Like in atomic physics there is the "Balmer series" which is basically a mapping of the resonant frequencies output by a hydrogen atom. So if you bombard it with any one of these, the atom will "ring like a bell" so to speak, as the electron is energized and moves in to higher energy states. Then when it relaxes from the high energy state to the low one (which are discreet quantized levels, this is where the "quantum" in quantum physics comes from) so it always outputs the exact same energy.

So if you bombarded a hydrogen atom with all the frequencies from the Balmer Series, it would eventually ionize. Before the electron is ejected, it's non-ionizing radiation, even if the electron is dancing around the nucleus at a very high energy level. But the moment the electron gets too energized, it hops out and leaves forever, and then it's ionized. Non-ionizing radiation just gives the electron energy, and it eventually relaxes back in to the lowest-energy state, and emits a photo ("heat") in the process. The frequency of the photons emitted as the electrons jump down the various quantum energy levels creates the Balmer series.

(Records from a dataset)

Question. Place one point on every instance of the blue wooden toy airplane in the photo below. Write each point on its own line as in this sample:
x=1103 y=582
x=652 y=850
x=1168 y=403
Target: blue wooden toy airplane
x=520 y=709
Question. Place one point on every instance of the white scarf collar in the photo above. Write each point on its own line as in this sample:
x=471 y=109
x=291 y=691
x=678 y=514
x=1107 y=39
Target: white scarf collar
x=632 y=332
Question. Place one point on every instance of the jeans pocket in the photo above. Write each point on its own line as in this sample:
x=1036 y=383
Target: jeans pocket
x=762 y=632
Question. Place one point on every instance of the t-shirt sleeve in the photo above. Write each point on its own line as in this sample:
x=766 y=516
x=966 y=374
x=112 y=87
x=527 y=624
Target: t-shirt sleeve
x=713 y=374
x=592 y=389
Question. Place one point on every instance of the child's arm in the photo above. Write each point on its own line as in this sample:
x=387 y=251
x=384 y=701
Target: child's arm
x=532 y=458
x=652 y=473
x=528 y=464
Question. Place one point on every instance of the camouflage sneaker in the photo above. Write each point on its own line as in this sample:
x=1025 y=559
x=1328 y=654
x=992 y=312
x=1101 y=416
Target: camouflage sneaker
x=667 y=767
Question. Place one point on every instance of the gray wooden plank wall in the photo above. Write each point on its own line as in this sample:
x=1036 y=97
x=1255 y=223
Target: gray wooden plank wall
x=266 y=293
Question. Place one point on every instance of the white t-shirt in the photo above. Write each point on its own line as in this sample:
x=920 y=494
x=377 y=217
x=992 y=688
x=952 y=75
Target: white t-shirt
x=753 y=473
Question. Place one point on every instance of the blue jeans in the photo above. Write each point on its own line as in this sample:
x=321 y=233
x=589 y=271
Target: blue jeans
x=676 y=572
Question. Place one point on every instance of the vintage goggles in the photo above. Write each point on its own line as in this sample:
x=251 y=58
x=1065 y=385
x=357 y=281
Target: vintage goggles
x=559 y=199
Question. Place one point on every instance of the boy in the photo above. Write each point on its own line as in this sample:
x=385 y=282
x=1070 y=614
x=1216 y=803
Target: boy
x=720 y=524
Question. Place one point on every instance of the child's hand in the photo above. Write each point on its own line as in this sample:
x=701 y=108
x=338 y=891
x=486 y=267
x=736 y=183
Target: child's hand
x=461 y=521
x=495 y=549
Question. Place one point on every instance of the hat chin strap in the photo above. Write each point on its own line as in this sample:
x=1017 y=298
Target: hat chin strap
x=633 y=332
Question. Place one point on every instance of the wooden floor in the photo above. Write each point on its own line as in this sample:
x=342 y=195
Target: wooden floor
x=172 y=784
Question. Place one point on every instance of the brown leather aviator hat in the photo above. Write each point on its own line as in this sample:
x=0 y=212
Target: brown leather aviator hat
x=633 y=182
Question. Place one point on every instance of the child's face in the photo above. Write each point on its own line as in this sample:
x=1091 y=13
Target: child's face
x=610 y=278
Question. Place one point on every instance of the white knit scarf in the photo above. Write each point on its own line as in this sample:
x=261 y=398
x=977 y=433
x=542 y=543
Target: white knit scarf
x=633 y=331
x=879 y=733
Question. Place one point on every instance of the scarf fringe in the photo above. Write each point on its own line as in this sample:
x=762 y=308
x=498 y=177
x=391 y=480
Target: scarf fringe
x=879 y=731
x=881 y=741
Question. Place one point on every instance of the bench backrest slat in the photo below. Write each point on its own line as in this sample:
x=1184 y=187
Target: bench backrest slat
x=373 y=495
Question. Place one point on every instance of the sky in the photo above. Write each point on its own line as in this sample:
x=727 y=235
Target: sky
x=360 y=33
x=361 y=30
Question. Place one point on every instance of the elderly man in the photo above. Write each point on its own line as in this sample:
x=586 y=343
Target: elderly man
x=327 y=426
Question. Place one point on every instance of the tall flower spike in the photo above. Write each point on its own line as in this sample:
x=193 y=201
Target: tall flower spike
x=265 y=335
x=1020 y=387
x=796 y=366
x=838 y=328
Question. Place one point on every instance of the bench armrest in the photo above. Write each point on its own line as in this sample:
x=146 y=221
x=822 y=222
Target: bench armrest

EXERCISE REQUIREMENTS:
1. List every word or phrase that the passage on the Balmer series places in quotation marks.
2. Rewrite the stretch of rows from the first row through the line containing "x=592 y=389", substituting "Object" for "Target" wherever it occurs and leaving everything else unchanged.
The passage and the rows are unrelated pieces of material.

OUTPUTS:
1.
"Balmer series"
"ring like a bell"
"quantum"
"heat"

2.
Question. Place one point on every instance of the blue wooden toy airplane in the photo below. Write each point on its own line as in this sample:
x=1103 y=582
x=652 y=850
x=1168 y=403
Object: blue wooden toy airplane
x=520 y=709
Question. Place one point on every instance of the white scarf collar in the photo above. Write each point on its own line as in this sample:
x=471 y=109
x=291 y=691
x=678 y=514
x=1107 y=39
Object: white scarf collar
x=632 y=332
Question. Place one point on every instance of the jeans pocket in the photo above. Write each point on its own line as in this sample:
x=1036 y=383
Object: jeans pocket
x=762 y=632
Question. Place one point on every instance of the t-shirt sleeve in the photo above. Write each point on its own line as in this sample:
x=766 y=516
x=966 y=374
x=112 y=87
x=527 y=624
Object: t-shirt sleeve
x=713 y=374
x=592 y=389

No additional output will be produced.